+++ DOCUMENT PASSAGE
U.S. Auto Sales Fall 6.3% in November, but Toyota (+4.4%) and Kia (+2.7%) Break Away as EV Demand Crashes

The American car market finished November on a noticeably heavier foot, slipping 6.3 percent year-over-year as shoppers pushed back against higher prices, fading federal EV incentives, and the general fatigue of a long, expensive buying cycle. What looked like a temporary October cooldown has now stretched into a clear trend: retail demand is thinning, and the industry is being forced to rethink what “electrification” realistically means for mainstream buyers.

And yet, in the middle of the slowdown, two brands—Toyota and Kia—managed to carve out momentum where almost no one else could.

Toyota Finds Traction Where the Market Can’t

Toyota didn’t just dodge the downturn; it stepped cleanly over it.
The brand climbed 4.4 percent, pushed forward by two currents: a surge in hybrid demand and the sudden return of inventory for a few key SUVs.

The most astonishing movement came from the 4Runner, which shot up a scarcely believable 3325 percent as supply finally stabilized. The Grand Highlander (+73.1%), Crown (+85.2%), and Highlander (+7.8%) carried the momentum, painting a clear picture of what buyers were actually walking into showrooms to purchase.

Toyota’s EVs continued to lag, but the company has something other automakers would kill for right now: a hybrid portfolio so strong that nearly 44 percent of its U.S. volume came from vehicles that require no charging cables, no tax credits, and no excuses. In a month when shoppers scrutinized every extra dollar, that mattered.

Kia Extends Its Hot Streak

Kia wasn’t supposed to be the brand writing a five-month stretch of gains in a declining market, but that’s exactly what happened.
November brought another 2.7 percent climb, thanks to a product mix that landed squarely where U.S. buyers are migrating: crossovers, budget-friendly powertrains, and hybrids.

The numbers make the story obvious:

  • Niro: +222%
  • Seltos: +66.4%
  • Sportage: +12.4%
  • Carnival: +49.5%

EV6 and EV9 took heavy hits, but the rest of the showroom picked up the slack with surprising ease. Kia is now cruising toward its third straight annual U.S. sales record, something even historically dominant brands can’t claim right now.

Ford Ends Its Winning Streak, and EVs Lead the Slide

Ford didn’t collapse—it dipped 0.7 percent—but the fine print is where the real story sits.
After eight straight months of growth, the Blue Oval felt the weight of the market shift harder than expected, mainly because its EV lineup buckled.

The F-150 Lightning fell 72 percent, the Mustang Mach-E dropped 49 percent, and Ford’s total BEV volume was cut to nearly a third of what it was last year. It was the sharpest single-month decline Ford has reported in its EV program’s short history.
++++++
+++ DATA
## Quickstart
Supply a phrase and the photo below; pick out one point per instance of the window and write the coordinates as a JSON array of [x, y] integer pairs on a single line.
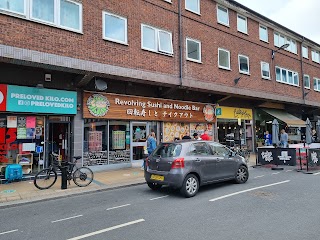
++++++
### TASK INSTRUCTIONS
Swap "hybrid portfolio" for "hybrid lineup" in the auto sales article, starting at "Toyota’s EVs continued" and ending at "powertrains, and hybrids.", and give that part again. The material has no connection to the article on November auto sales.

### SOLUTION TO THIS TASK
Toyota’s EVs continued to lag, but the company has something other automakers would kill for right now: a hybrid lineup so strong that nearly 44 percent of its U.S. volume came from vehicles that require no charging cables, no tax credits, and no excuses. In a month when shoppers scrutinized every extra dollar, that mattered.

Kia Extends Its Hot Streak

Kia wasn’t supposed to be the brand writing a five-month stretch of gains in a declining market, but that’s exactly what happened.
November brought another 2.7 percent climb, thanks to a product mix that landed squarely where U.S. buyers are migrating: crossovers, budget-friendly powertrains, and hybrids.